**GIVEN RECORDS**
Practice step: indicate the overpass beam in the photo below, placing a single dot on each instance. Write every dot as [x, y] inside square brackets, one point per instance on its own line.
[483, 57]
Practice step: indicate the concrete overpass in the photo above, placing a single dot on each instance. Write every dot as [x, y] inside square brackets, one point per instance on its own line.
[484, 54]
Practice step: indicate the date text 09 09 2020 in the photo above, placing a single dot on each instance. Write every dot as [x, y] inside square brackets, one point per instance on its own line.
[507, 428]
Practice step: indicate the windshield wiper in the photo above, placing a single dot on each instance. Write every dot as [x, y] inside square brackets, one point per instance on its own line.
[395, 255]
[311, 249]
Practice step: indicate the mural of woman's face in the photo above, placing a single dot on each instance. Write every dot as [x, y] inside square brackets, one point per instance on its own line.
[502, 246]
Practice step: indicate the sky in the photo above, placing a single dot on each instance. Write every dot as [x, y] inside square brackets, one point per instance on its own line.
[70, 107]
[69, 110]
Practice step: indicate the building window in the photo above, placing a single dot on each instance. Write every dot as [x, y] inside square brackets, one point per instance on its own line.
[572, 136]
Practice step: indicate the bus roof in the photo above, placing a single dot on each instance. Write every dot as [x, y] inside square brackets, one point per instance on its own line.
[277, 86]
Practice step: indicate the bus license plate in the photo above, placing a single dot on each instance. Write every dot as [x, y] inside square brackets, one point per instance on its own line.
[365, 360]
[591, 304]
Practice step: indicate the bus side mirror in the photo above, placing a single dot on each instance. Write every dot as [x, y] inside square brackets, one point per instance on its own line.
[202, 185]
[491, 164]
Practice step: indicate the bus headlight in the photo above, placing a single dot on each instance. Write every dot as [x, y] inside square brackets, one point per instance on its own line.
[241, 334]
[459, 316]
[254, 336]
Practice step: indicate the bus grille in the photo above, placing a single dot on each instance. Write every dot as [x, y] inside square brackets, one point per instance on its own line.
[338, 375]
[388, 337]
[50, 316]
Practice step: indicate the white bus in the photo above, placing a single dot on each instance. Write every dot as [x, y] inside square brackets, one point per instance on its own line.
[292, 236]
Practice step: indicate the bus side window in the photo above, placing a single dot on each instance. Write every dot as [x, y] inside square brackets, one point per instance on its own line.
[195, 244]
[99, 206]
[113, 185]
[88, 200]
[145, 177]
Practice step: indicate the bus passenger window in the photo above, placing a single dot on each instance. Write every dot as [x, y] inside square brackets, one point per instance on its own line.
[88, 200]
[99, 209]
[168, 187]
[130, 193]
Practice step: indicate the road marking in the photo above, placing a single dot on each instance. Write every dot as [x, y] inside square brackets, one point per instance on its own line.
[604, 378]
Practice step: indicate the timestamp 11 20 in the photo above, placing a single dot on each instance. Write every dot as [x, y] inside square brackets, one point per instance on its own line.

**TASK DESCRIPTION**
Every single record is to be set down again, unaltered.

**WRITTEN RESPONSE**
Practice step: indicate the overpass beam in the photo below, placing a single dot on each instance. Write every dot as [x, y] inside square brackets, one point per instance on its own line.
[483, 57]
Practice step: indicate the concrete overpass in the photo above, placing a single dot on each instance. Write every dot as [x, y] inside square brackets, one point per instance on its own line.
[484, 54]
Practice step: indicate the date text 09 09 2020 in the photo above, placing a single dot on each instance. Write every dot as [x, y] inside square brackets, one point per instance on its own line.
[507, 428]
Practice step: indicate the windshield wiper in the photo above, placing a single dot on each instance. Write every dot as [x, y] inside square brackets, one point per instance on its own line.
[395, 255]
[311, 249]
Practice step: indicate the mural of woman's face in the photo above, placing a single dot on each instance. Write every dot as [x, y] inside square brackets, one point per instance on its own line.
[502, 246]
Practice step: indicate the sky in the photo above, placing a single dot on each instance. Write every dot as [x, y] inside square brackets, one point per instance on its own line.
[70, 107]
[69, 110]
Practice step: indicate the building window in the photo above, placing a single dot on each instance. Write every dot as [x, y] inside square brackets, one point per instance on its own line.
[572, 136]
Practice step: indicate the bus roof in the photo above, placing a single dot on each instance. Write every dot as [x, y] inside square brackets, one point per instance on its own line.
[277, 86]
Practice step: indicate the bus license plate in the photo above, placing a single dot on each instance. Write every dot as [x, y] inside square brackets, one point per instance on its own line.
[365, 360]
[591, 304]
Practice step: indicate the bus side mirror in the photo above, placing a single dot on each instance. Write every dot as [x, y] inside square brackets, one point per instance on its own line.
[202, 185]
[491, 164]
Practice step: indicate the bus headlight in the photo above, placing a single dot on each instance. Write every dot as [x, y] inside square brackets, one point per instance on its own line.
[241, 334]
[459, 316]
[254, 336]
Practice step: indicate the bus grille in the photo above, placing a single dot on each instance. Write every dot as [x, y] inside square brackets, one point per instance on its own line.
[338, 375]
[388, 337]
[50, 316]
Practice step: indicate the white bus in the photo above, placing a single dot on each instance. Write every dot as [x, y] inside square brackets, one point per instance on its own line.
[292, 236]
Practice step: indicate the bus side window in the photo above, placing a single dot on each instance. Write every dot as [x, y] inside square brackets, one point per instance on its own line.
[195, 244]
[99, 206]
[113, 185]
[88, 200]
[145, 177]
Practice step: indicate the bus passenger window in the photo above, placing a single dot on each instance. Write every dot as [x, y] inside square brackets, one point per instance on its own line.
[88, 200]
[99, 209]
[168, 187]
[130, 193]
Practice step: indicate the road marking in the photo above, placing a single dot on each instance. Write every dot as [x, y] inside square brackets, one point per instance on its own line.
[604, 378]
Practice step: indicate the timestamp 11 20 in the photo above, placing a single dot on each instance. Write every dot as [x, y] inside square brackets, one point per instance on its own line.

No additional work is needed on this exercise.